### Assignment
Would it be possible to reproduce every entry exactly, please?

### Provided data
== Segment start ==

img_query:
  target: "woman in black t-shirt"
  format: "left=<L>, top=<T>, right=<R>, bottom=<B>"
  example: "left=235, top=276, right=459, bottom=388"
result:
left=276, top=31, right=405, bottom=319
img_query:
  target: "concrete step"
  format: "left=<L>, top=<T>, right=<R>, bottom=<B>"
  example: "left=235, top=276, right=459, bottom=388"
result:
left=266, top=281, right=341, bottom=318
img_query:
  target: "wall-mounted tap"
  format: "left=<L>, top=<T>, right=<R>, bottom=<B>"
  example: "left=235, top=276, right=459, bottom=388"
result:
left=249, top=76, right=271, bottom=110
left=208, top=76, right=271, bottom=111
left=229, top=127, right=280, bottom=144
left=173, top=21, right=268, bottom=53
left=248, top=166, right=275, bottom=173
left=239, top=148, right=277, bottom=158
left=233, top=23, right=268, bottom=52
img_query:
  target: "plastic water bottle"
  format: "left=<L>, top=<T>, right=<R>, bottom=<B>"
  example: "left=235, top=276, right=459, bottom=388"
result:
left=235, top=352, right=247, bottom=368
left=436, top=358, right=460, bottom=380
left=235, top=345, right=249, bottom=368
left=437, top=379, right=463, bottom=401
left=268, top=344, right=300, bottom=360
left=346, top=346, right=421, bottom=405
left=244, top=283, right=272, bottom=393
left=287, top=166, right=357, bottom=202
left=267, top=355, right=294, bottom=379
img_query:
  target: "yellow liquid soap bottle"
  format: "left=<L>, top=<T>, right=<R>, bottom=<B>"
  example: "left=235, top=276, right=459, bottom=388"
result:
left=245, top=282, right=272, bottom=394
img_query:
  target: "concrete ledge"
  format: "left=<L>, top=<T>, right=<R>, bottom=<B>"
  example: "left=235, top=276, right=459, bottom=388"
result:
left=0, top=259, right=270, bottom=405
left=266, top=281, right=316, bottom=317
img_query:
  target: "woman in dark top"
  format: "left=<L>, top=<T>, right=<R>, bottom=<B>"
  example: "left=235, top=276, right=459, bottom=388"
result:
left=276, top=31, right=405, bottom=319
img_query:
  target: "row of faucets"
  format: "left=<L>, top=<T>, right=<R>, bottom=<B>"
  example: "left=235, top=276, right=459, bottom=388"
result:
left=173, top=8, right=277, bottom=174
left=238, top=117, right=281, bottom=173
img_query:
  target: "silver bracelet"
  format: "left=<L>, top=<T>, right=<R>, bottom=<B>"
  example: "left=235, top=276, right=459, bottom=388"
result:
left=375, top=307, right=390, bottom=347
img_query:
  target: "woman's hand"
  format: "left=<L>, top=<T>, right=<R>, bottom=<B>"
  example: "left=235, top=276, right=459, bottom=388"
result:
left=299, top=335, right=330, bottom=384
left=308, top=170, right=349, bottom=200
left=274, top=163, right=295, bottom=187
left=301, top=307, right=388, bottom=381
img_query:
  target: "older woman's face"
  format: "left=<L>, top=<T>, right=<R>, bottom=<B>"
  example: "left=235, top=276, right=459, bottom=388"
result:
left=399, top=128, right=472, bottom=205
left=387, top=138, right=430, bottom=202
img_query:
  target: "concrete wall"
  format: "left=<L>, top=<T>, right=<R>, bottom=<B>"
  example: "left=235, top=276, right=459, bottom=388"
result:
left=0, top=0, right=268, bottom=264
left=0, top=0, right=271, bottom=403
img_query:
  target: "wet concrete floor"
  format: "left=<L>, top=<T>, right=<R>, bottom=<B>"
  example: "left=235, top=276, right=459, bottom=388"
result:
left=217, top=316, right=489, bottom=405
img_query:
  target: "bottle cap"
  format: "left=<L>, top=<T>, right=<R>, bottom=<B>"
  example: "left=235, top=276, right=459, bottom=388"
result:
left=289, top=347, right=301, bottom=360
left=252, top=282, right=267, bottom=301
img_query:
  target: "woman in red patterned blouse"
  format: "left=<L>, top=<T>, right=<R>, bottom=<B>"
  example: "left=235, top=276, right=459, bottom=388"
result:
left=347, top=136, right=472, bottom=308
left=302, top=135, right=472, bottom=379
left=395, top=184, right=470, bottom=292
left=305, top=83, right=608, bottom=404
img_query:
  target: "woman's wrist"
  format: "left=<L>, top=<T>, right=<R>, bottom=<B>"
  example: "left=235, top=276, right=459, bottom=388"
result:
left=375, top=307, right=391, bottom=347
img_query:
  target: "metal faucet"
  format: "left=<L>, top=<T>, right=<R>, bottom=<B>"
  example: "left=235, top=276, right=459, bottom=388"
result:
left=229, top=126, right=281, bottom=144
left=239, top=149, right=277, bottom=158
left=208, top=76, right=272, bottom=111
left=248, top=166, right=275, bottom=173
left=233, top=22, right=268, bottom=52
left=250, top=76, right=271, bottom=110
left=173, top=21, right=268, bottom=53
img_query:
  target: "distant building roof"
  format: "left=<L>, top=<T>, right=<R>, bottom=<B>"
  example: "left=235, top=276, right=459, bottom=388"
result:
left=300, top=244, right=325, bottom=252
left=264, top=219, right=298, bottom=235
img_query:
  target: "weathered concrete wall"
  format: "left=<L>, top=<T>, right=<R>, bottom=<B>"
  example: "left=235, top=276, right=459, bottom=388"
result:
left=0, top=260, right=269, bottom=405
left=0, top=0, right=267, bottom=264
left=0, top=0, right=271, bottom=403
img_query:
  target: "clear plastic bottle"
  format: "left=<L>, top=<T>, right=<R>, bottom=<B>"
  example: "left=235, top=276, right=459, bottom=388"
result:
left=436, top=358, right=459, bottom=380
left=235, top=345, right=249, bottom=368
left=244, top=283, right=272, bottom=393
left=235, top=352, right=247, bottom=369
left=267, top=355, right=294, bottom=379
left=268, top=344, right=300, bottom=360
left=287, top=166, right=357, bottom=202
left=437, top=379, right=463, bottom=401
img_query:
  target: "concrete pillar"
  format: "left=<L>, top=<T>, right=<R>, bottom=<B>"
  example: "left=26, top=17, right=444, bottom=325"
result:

== Segment end ==

### Answer
img_query:
  target: "woman in black t-shirt"
  format: "left=<L>, top=<T>, right=<R>, bottom=<B>"
  example: "left=235, top=276, right=459, bottom=388"
result:
left=276, top=31, right=405, bottom=319
img_query:
  target: "concrete step"
  format: "left=<L>, top=<T>, right=<R>, bottom=<B>"
  example: "left=235, top=276, right=459, bottom=388"
result:
left=266, top=281, right=341, bottom=318
img_query:
  target: "wall-mounted tap"
  format: "left=<L>, top=<T>, right=<R>, bottom=<B>"
  example: "left=235, top=276, right=459, bottom=388"
result:
left=249, top=76, right=271, bottom=110
left=208, top=76, right=271, bottom=111
left=229, top=127, right=280, bottom=144
left=173, top=21, right=268, bottom=53
left=248, top=166, right=275, bottom=173
left=239, top=148, right=277, bottom=158
left=233, top=23, right=268, bottom=52
img_query:
  target: "plastic water bottle"
  format: "left=<L>, top=<T>, right=<R>, bottom=<B>"
  example: "left=235, top=276, right=459, bottom=388"
result:
left=235, top=352, right=247, bottom=368
left=436, top=358, right=460, bottom=380
left=235, top=345, right=249, bottom=368
left=437, top=379, right=463, bottom=401
left=268, top=344, right=300, bottom=360
left=346, top=346, right=421, bottom=405
left=244, top=283, right=272, bottom=393
left=287, top=166, right=357, bottom=202
left=267, top=355, right=294, bottom=379
img_query:
  target: "yellow liquid soap bottle"
  format: "left=<L>, top=<T>, right=<R>, bottom=<B>"
  example: "left=235, top=276, right=459, bottom=388"
result:
left=245, top=282, right=272, bottom=394
img_query:
  target: "concrete ledge"
  format: "left=<L>, top=<T>, right=<R>, bottom=<B>"
  example: "left=235, top=276, right=459, bottom=388"
result:
left=0, top=259, right=270, bottom=405
left=266, top=281, right=316, bottom=317
img_query:
  target: "woman in dark top"
  format: "left=<L>, top=<T>, right=<R>, bottom=<B>"
  example: "left=235, top=276, right=459, bottom=388"
result:
left=276, top=31, right=405, bottom=319
img_query:
  target: "row of faucets"
  format: "left=<L>, top=<T>, right=<R>, bottom=<B>"
  example: "left=235, top=276, right=459, bottom=388"
result:
left=173, top=8, right=277, bottom=174
left=238, top=117, right=281, bottom=173
img_query:
  target: "silver bracelet"
  format: "left=<L>, top=<T>, right=<R>, bottom=<B>"
  example: "left=235, top=276, right=459, bottom=388"
result:
left=375, top=307, right=390, bottom=347
img_query:
  target: "woman's hand"
  format: "left=<L>, top=<T>, right=<R>, bottom=<B>"
  example: "left=235, top=276, right=459, bottom=388"
result:
left=299, top=335, right=330, bottom=384
left=308, top=170, right=349, bottom=200
left=274, top=163, right=295, bottom=187
left=301, top=307, right=388, bottom=381
img_query:
  target: "older woman's face"
  format: "left=<L>, top=<T>, right=<R>, bottom=<B>"
  example: "left=235, top=276, right=459, bottom=388"
result:
left=399, top=128, right=472, bottom=205
left=387, top=138, right=430, bottom=202
img_query:
  target: "concrete wall"
  format: "left=<L>, top=<T>, right=<R>, bottom=<B>"
  example: "left=235, top=276, right=459, bottom=388"
result:
left=0, top=0, right=268, bottom=264
left=0, top=0, right=271, bottom=403
img_query:
  target: "wet concrete floor"
  format: "left=<L>, top=<T>, right=<R>, bottom=<B>"
  example: "left=235, top=276, right=459, bottom=388"
result:
left=217, top=316, right=489, bottom=405
img_query:
  target: "bottle cap"
  format: "left=<L>, top=<T>, right=<R>, bottom=<B>"
  example: "left=235, top=276, right=459, bottom=388"
result:
left=289, top=347, right=301, bottom=360
left=252, top=282, right=267, bottom=301
img_query:
  target: "woman in red patterned blouse"
  format: "left=<L>, top=<T>, right=<R>, bottom=<B>"
  example: "left=235, top=276, right=459, bottom=388"
result:
left=347, top=136, right=472, bottom=308
left=302, top=135, right=472, bottom=379
left=395, top=184, right=470, bottom=292
left=305, top=83, right=608, bottom=404
img_query:
  target: "woman's wrist"
  format: "left=<L>, top=<T>, right=<R>, bottom=<B>"
  example: "left=235, top=276, right=459, bottom=388"
result:
left=375, top=307, right=391, bottom=347
img_query:
  target: "metal faucet"
  format: "left=<L>, top=<T>, right=<R>, bottom=<B>"
  example: "left=235, top=276, right=459, bottom=388"
result:
left=229, top=126, right=281, bottom=144
left=239, top=149, right=277, bottom=158
left=208, top=76, right=272, bottom=111
left=248, top=166, right=275, bottom=173
left=233, top=22, right=268, bottom=52
left=250, top=76, right=271, bottom=110
left=173, top=21, right=268, bottom=53
img_query:
  target: "distant building roof"
  format: "left=<L>, top=<T>, right=<R>, bottom=<B>"
  example: "left=235, top=276, right=459, bottom=388"
result:
left=300, top=244, right=325, bottom=252
left=264, top=219, right=298, bottom=235
img_query:
  target: "weathered concrete wall"
  format: "left=<L>, top=<T>, right=<R>, bottom=<B>"
  example: "left=235, top=276, right=459, bottom=388"
result:
left=0, top=260, right=269, bottom=405
left=0, top=0, right=267, bottom=264
left=0, top=0, right=271, bottom=403
img_query:
  target: "clear plastic bottle"
  format: "left=<L>, top=<T>, right=<R>, bottom=<B>"
  example: "left=235, top=276, right=459, bottom=388"
result:
left=436, top=358, right=459, bottom=380
left=235, top=345, right=249, bottom=368
left=244, top=283, right=272, bottom=393
left=235, top=352, right=247, bottom=369
left=267, top=355, right=294, bottom=379
left=268, top=344, right=300, bottom=360
left=287, top=166, right=357, bottom=202
left=437, top=379, right=463, bottom=401
img_query:
  target: "concrete pillar"
  format: "left=<L>, top=<T>, right=<R>, bottom=<B>"
  example: "left=26, top=17, right=444, bottom=325"
result:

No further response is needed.